(Point-annotation data)
== == ==

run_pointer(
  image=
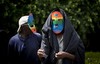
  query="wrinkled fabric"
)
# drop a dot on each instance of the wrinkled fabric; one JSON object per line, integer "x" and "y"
{"x": 71, "y": 42}
{"x": 24, "y": 50}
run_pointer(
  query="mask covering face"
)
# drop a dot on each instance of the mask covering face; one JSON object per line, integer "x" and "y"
{"x": 57, "y": 22}
{"x": 31, "y": 23}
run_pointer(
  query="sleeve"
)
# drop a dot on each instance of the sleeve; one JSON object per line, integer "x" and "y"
{"x": 12, "y": 53}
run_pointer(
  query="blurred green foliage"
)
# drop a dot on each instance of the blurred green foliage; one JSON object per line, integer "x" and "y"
{"x": 92, "y": 58}
{"x": 84, "y": 14}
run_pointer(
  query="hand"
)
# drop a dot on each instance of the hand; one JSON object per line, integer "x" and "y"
{"x": 41, "y": 53}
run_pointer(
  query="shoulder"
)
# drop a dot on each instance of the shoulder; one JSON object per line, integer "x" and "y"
{"x": 38, "y": 34}
{"x": 13, "y": 39}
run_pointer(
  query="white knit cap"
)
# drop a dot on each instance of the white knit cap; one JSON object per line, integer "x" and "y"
{"x": 22, "y": 20}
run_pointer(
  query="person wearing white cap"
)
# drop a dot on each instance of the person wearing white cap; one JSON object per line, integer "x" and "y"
{"x": 23, "y": 46}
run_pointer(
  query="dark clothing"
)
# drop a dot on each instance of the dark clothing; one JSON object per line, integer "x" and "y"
{"x": 24, "y": 50}
{"x": 71, "y": 42}
{"x": 3, "y": 46}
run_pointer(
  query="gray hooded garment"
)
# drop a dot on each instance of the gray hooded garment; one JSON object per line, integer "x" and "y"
{"x": 71, "y": 41}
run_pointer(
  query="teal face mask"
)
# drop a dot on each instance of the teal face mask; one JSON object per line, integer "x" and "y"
{"x": 57, "y": 22}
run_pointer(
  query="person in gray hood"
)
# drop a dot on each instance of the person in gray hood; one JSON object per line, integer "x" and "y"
{"x": 61, "y": 44}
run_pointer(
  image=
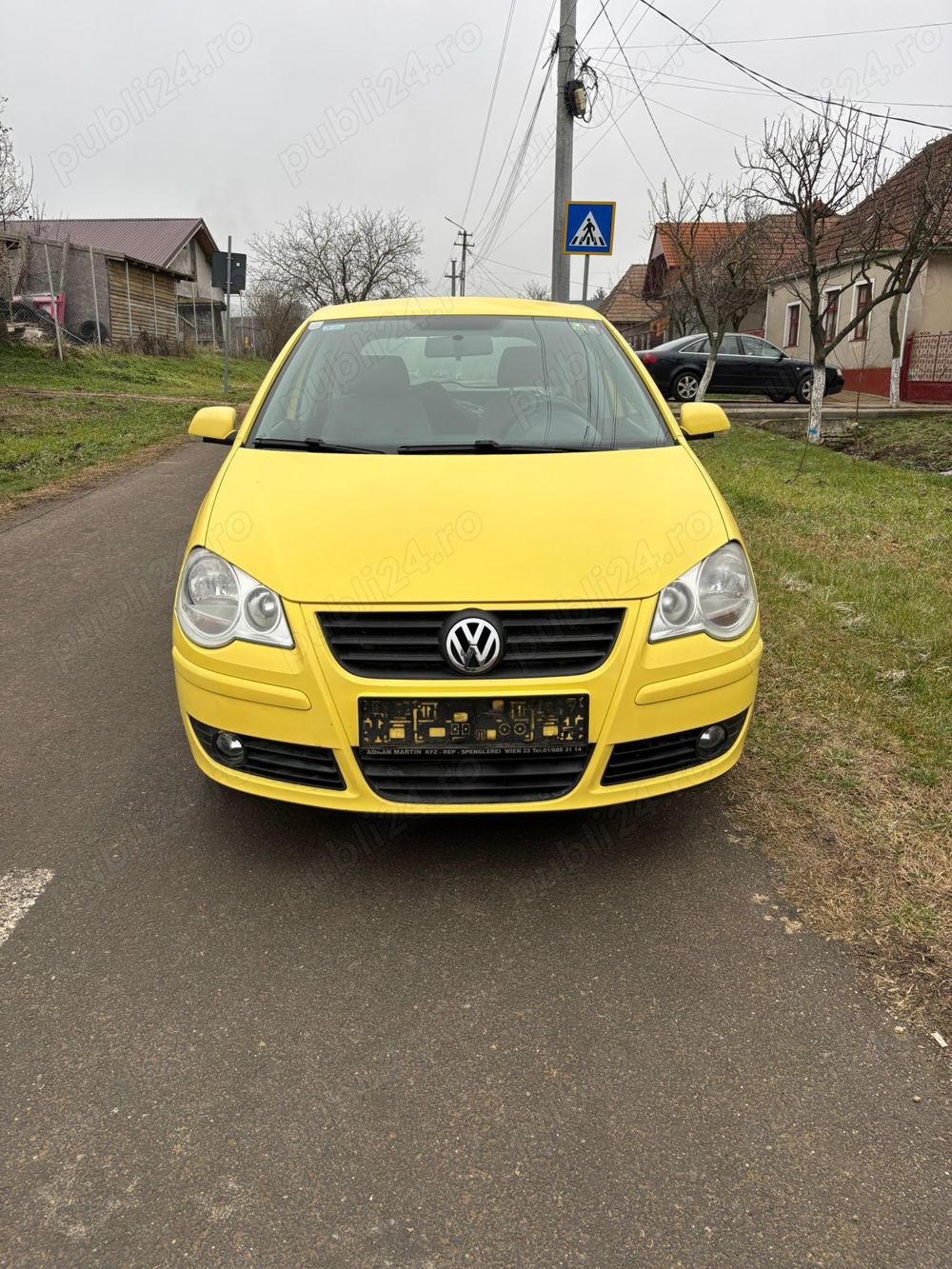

== == ==

■ **What to work on**
Please count the lines in the listing above that contain the string "garment", treating case as significant, and give only the number.

■ **Task result**
2